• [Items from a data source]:
○ ○ ○

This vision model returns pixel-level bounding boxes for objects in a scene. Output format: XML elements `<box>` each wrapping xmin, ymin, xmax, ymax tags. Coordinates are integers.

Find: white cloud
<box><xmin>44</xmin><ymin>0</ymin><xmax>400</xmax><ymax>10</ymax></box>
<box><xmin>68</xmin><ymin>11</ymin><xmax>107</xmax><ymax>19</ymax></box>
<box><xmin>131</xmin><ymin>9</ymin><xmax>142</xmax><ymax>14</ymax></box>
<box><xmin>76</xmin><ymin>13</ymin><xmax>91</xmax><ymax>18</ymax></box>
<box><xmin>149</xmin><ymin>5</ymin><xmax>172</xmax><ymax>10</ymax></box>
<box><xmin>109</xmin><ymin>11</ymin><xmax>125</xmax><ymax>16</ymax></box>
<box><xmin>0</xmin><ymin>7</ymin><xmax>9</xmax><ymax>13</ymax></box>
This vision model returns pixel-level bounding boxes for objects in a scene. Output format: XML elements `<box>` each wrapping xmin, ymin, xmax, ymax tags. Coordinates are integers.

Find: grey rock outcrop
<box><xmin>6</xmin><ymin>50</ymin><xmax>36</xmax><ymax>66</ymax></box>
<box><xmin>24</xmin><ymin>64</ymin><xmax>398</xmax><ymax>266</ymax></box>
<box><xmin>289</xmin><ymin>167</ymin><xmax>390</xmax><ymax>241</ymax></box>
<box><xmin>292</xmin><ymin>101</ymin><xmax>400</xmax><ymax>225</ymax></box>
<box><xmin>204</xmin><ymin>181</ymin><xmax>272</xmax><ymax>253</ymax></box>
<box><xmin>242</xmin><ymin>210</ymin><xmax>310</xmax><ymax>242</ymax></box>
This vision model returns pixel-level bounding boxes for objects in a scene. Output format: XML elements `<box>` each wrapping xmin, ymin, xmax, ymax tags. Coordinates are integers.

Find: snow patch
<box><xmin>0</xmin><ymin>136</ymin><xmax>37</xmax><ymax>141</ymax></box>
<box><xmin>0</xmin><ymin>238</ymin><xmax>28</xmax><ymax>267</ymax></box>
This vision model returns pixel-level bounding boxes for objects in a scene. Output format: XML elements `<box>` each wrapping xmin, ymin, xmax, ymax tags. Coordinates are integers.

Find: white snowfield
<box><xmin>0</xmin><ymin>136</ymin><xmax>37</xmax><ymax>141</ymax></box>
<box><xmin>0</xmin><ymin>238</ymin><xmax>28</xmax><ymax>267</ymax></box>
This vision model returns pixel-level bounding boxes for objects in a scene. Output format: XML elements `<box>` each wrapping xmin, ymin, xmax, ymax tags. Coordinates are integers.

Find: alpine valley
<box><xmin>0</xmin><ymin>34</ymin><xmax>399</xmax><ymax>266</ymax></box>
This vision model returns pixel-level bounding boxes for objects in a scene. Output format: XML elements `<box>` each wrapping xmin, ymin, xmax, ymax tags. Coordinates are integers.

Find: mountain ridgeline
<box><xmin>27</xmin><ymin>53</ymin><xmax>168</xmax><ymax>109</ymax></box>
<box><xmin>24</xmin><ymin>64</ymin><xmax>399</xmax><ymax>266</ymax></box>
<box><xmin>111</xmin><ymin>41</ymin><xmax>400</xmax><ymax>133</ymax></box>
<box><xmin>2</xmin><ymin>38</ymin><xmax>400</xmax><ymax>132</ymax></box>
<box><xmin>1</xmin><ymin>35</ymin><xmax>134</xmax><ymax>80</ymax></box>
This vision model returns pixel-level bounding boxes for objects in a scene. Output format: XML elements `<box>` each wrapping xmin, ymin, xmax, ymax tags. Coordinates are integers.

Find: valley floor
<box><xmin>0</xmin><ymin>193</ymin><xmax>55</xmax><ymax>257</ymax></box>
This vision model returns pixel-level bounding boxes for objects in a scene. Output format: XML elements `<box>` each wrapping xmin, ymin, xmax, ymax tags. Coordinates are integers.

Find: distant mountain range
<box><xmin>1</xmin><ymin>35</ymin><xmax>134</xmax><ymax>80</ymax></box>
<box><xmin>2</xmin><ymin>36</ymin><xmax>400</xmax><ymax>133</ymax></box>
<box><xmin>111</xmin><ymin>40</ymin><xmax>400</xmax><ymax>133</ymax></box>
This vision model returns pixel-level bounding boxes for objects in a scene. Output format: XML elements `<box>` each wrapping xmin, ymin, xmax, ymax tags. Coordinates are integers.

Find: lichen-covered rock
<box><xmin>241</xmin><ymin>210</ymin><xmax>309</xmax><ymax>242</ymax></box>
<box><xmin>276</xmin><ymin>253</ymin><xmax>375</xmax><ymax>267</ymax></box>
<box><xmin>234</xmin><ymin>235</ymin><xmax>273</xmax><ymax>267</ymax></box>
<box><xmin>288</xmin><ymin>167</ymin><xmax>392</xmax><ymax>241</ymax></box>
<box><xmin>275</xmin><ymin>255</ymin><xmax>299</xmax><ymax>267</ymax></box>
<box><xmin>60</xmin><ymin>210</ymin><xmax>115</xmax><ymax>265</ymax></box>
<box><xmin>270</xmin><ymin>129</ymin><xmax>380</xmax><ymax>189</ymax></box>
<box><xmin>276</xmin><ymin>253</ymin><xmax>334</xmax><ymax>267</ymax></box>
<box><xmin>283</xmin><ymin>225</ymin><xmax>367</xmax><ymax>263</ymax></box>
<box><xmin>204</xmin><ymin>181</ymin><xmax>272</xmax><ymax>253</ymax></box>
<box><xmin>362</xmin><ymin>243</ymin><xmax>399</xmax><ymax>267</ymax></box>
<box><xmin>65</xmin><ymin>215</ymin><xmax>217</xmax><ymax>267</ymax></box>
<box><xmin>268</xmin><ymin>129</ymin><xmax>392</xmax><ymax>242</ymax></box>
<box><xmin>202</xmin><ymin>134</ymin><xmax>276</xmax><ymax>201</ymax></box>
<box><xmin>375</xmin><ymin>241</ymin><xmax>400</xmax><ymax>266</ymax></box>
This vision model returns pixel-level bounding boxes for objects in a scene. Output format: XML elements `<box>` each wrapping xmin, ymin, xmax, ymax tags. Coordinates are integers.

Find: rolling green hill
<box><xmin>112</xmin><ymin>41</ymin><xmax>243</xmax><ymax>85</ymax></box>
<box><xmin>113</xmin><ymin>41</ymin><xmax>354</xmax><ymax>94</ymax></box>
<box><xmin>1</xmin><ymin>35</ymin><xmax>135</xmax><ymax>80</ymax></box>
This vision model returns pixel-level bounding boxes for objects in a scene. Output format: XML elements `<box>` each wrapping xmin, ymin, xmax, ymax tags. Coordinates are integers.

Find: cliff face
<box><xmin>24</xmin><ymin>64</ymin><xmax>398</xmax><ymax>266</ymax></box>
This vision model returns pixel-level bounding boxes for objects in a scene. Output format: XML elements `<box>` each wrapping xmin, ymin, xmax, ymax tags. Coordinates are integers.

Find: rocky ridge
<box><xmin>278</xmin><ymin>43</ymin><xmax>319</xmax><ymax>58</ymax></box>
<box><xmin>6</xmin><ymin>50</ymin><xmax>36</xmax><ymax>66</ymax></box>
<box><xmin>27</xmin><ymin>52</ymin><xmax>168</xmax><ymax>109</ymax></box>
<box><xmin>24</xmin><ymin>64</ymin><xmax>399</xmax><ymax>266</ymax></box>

○ ○ ○

An exact copy of every record is needed; write it out in full.

This vision model returns pixel-level bounding boxes for objects in a scene. Output format: XML elements `<box>` each wrapping xmin, ymin, xmax, ymax tags. Coordinates are integers.

Find: white cloud
<box><xmin>44</xmin><ymin>0</ymin><xmax>400</xmax><ymax>10</ymax></box>
<box><xmin>68</xmin><ymin>11</ymin><xmax>107</xmax><ymax>19</ymax></box>
<box><xmin>131</xmin><ymin>9</ymin><xmax>142</xmax><ymax>14</ymax></box>
<box><xmin>76</xmin><ymin>13</ymin><xmax>91</xmax><ymax>18</ymax></box>
<box><xmin>149</xmin><ymin>5</ymin><xmax>172</xmax><ymax>10</ymax></box>
<box><xmin>109</xmin><ymin>11</ymin><xmax>125</xmax><ymax>16</ymax></box>
<box><xmin>0</xmin><ymin>7</ymin><xmax>9</xmax><ymax>13</ymax></box>
This vision model returns pixel-level bounding boxes for objects in a scene. Output format: XML elements `<box>` each wrapping xmin, ymin, xmax, ymax tags. Coordinates are integers.

Find: grey rock outcrop
<box><xmin>6</xmin><ymin>50</ymin><xmax>36</xmax><ymax>66</ymax></box>
<box><xmin>24</xmin><ymin>64</ymin><xmax>398</xmax><ymax>266</ymax></box>
<box><xmin>289</xmin><ymin>167</ymin><xmax>390</xmax><ymax>241</ymax></box>
<box><xmin>292</xmin><ymin>101</ymin><xmax>400</xmax><ymax>225</ymax></box>
<box><xmin>204</xmin><ymin>181</ymin><xmax>272</xmax><ymax>253</ymax></box>
<box><xmin>242</xmin><ymin>210</ymin><xmax>310</xmax><ymax>242</ymax></box>
This vision model returns pixel-level bounding boxes for objects in a scene. Output format: XML elements `<box>` each wrapping xmin, ymin, xmax, ymax tags. Coordinates are integers.

Find: snow patch
<box><xmin>0</xmin><ymin>136</ymin><xmax>37</xmax><ymax>141</ymax></box>
<box><xmin>0</xmin><ymin>238</ymin><xmax>28</xmax><ymax>267</ymax></box>
This vision model returns pixel-level bounding boxes for objects in a scene. Output format: XML elements `<box>` each wrapping xmin, ymin, xmax, ymax tags. Coordinates are integers.

Find: white snowfield
<box><xmin>0</xmin><ymin>136</ymin><xmax>37</xmax><ymax>141</ymax></box>
<box><xmin>0</xmin><ymin>238</ymin><xmax>28</xmax><ymax>267</ymax></box>
This vision model returns pixel-level bounding boxes for objects in a scene. Output format: XML elements `<box>` each wrapping xmin, ymin, xmax, ymax tags. Coordinates are integers.

Find: alpine valley
<box><xmin>0</xmin><ymin>34</ymin><xmax>399</xmax><ymax>266</ymax></box>
This vision model returns pixel-level bounding boxes for objects in a scene. Output format: XML elements `<box>` each wrapping xmin, ymin, xmax, ymax tags. Coordinates are integers.

Find: mountain ridgeline
<box><xmin>27</xmin><ymin>53</ymin><xmax>168</xmax><ymax>109</ymax></box>
<box><xmin>24</xmin><ymin>64</ymin><xmax>399</xmax><ymax>266</ymax></box>
<box><xmin>111</xmin><ymin>41</ymin><xmax>400</xmax><ymax>133</ymax></box>
<box><xmin>2</xmin><ymin>38</ymin><xmax>400</xmax><ymax>132</ymax></box>
<box><xmin>1</xmin><ymin>35</ymin><xmax>134</xmax><ymax>80</ymax></box>
This vision model returns pixel-level bounding boxes for objects in a scene. Output format: XML elements `<box>` each wrapping xmin, ymin, xmax, ymax tags. Coordinates are integers.

Find: valley floor
<box><xmin>0</xmin><ymin>193</ymin><xmax>55</xmax><ymax>257</ymax></box>
This vision model returns pixel-level bounding boxes for objects in a scene. Output format: XML elements `<box>` each wrapping xmin, ymin, xmax, ymax tags. Coordinates are integers.

Find: distant mountain range
<box><xmin>1</xmin><ymin>35</ymin><xmax>134</xmax><ymax>80</ymax></box>
<box><xmin>2</xmin><ymin>36</ymin><xmax>400</xmax><ymax>133</ymax></box>
<box><xmin>111</xmin><ymin>40</ymin><xmax>400</xmax><ymax>133</ymax></box>
This vision model returns pixel-level bounding boxes for objects in a scene. Output format: XML elements `<box>` each wrapping xmin, ymin, xmax, ymax tags. Coordinates are integers.

Find: lichen-covered rock
<box><xmin>241</xmin><ymin>210</ymin><xmax>309</xmax><ymax>242</ymax></box>
<box><xmin>276</xmin><ymin>253</ymin><xmax>375</xmax><ymax>267</ymax></box>
<box><xmin>234</xmin><ymin>235</ymin><xmax>273</xmax><ymax>267</ymax></box>
<box><xmin>288</xmin><ymin>167</ymin><xmax>392</xmax><ymax>241</ymax></box>
<box><xmin>275</xmin><ymin>255</ymin><xmax>299</xmax><ymax>267</ymax></box>
<box><xmin>60</xmin><ymin>210</ymin><xmax>115</xmax><ymax>265</ymax></box>
<box><xmin>270</xmin><ymin>129</ymin><xmax>380</xmax><ymax>189</ymax></box>
<box><xmin>276</xmin><ymin>253</ymin><xmax>334</xmax><ymax>267</ymax></box>
<box><xmin>283</xmin><ymin>225</ymin><xmax>367</xmax><ymax>263</ymax></box>
<box><xmin>204</xmin><ymin>181</ymin><xmax>272</xmax><ymax>253</ymax></box>
<box><xmin>362</xmin><ymin>243</ymin><xmax>399</xmax><ymax>267</ymax></box>
<box><xmin>65</xmin><ymin>215</ymin><xmax>217</xmax><ymax>267</ymax></box>
<box><xmin>268</xmin><ymin>129</ymin><xmax>392</xmax><ymax>242</ymax></box>
<box><xmin>202</xmin><ymin>134</ymin><xmax>276</xmax><ymax>201</ymax></box>
<box><xmin>375</xmin><ymin>241</ymin><xmax>400</xmax><ymax>266</ymax></box>
This vision model returns pixel-level bounding boxes for objects in a scene. Output format: XML elements `<box>` each wrapping xmin, ymin, xmax, ymax tags. Coordinates are integers.

Find: rolling green hill
<box><xmin>112</xmin><ymin>41</ymin><xmax>243</xmax><ymax>85</ymax></box>
<box><xmin>113</xmin><ymin>41</ymin><xmax>354</xmax><ymax>94</ymax></box>
<box><xmin>1</xmin><ymin>35</ymin><xmax>135</xmax><ymax>80</ymax></box>
This vision model returns pixel-level bounding boxes for objects in a scene. Output format: XML elements `<box>` each wrapping xmin, ymin, xmax, ymax tags. Coordinates are integers.

Find: cliff face
<box><xmin>24</xmin><ymin>64</ymin><xmax>398</xmax><ymax>266</ymax></box>
This vision model returns pixel-level bounding boxes for objects in a scene. Output format: XML elements `<box>` each wrapping xmin, ymin, xmax, ymax tags. Coordinates are integers.

Find: rocky ridge
<box><xmin>278</xmin><ymin>43</ymin><xmax>319</xmax><ymax>58</ymax></box>
<box><xmin>6</xmin><ymin>50</ymin><xmax>36</xmax><ymax>66</ymax></box>
<box><xmin>27</xmin><ymin>52</ymin><xmax>168</xmax><ymax>109</ymax></box>
<box><xmin>24</xmin><ymin>64</ymin><xmax>399</xmax><ymax>266</ymax></box>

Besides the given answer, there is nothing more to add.